═════ EXERCISE MATERIAL ═════
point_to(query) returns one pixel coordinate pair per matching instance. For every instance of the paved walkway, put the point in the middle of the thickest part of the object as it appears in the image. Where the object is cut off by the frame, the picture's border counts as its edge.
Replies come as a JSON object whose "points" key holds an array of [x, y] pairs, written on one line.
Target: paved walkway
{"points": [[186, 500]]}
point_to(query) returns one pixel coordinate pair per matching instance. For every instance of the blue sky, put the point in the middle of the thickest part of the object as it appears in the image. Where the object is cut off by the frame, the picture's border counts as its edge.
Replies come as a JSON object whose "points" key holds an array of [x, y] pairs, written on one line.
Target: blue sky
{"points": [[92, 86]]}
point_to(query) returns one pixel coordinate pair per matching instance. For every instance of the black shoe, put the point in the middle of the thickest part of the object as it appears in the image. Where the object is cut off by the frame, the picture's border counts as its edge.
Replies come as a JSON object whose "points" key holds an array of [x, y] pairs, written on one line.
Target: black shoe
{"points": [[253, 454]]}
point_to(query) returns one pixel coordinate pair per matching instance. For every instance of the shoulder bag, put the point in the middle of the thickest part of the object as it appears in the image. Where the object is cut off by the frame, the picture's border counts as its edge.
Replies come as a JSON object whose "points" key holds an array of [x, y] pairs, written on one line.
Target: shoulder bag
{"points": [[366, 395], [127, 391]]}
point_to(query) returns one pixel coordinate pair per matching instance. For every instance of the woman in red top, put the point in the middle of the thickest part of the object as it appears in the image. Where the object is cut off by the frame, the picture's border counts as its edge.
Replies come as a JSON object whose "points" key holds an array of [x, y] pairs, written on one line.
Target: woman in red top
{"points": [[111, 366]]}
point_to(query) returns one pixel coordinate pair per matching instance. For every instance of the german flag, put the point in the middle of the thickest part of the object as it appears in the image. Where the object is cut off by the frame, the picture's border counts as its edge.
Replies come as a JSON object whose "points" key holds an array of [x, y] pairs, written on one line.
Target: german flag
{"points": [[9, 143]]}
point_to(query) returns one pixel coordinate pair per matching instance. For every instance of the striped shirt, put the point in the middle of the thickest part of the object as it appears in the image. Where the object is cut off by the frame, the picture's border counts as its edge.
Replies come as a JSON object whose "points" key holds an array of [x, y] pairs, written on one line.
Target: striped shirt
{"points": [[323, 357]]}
═════
TASK TO CARRY OUT
Line by line, please reproduce the records exactly.

RESPONSE TO THIS EXERCISE
point_to(query) returns one pixel coordinate pair per matching instance. For every instance of the paved walkway, put the point in the middle of the thickest part of the object as it appears in the image. Where the object is cut off by the frame, the picture's border counts as its edge.
Replies come as a JSON object whose "points" key holds an array of [x, y] pairs, written on one line.
Target: paved walkway
{"points": [[186, 500]]}
point_to(query) returns one pixel coordinate pair per matching instance. For every instance of the blue sky, put the point in the middle of the thickest part of the object as it appears in the image. Where the object is cut off by the frame, the picture's border counts as its edge.
Replies come as a JSON object whose "points" key holds an array of [x, y] pairs, written on one line.
Target: blue sky
{"points": [[92, 86]]}
point_to(query) returns one pixel coordinate pair per matching instance. For every instance of the black shoe, put the point in the middle of the thickest part of the object as it appears in the image. Where the object is cut off by the frame, the picture's border counts as its edge.
Replies come as a JSON object whose "points" key holds an array of [x, y] pairs, written on one line.
Target: black shoe
{"points": [[253, 454]]}
point_to(query) returns one pixel coordinate pair per matching instance. For every instance of the shoulder bag, put the point in the middle of the thickest part of the object as it appears in the image. Where the object is cut off by the frame, the picture's border counts as its edge.
Replies come as a JSON object whose "points" key holds an array of [x, y] pairs, written on one line.
Target: shoulder bag
{"points": [[366, 395], [127, 391]]}
point_to(query) returns one pixel coordinate pair per matching instance. For every instance of the woman in red top, put the point in the middle of the thickest part of the object as it appears in the image. Where the object is cut off by the frame, the picture's border counts as its edge.
Replies come as a JSON object whose "points" key holds an array of [x, y] pairs, written on one line.
Target: woman in red top
{"points": [[111, 366]]}
point_to(query) returns one pixel coordinate pair per matching instance. For every instance of the german flag, put the point in the middle of the thickest part of the object as it appears in the image. Where the object is cut off by the frame, the picture's border counts as its edge.
Replies come as a JSON object whose "points" key holds an array of [x, y] pairs, written on one line.
Target: german flag
{"points": [[9, 143]]}
point_to(query) returns one pixel coordinate pair per matching instance. For every instance of the striped shirt, put the point in the middle of the thickest part of the object as it appears in the image. Where the object is cut off by the frame, the picture's border counts as its edge.
Replies come as a JSON object whose "points" key holds an array of [x, y] pairs, written on one line.
Target: striped shirt
{"points": [[323, 357]]}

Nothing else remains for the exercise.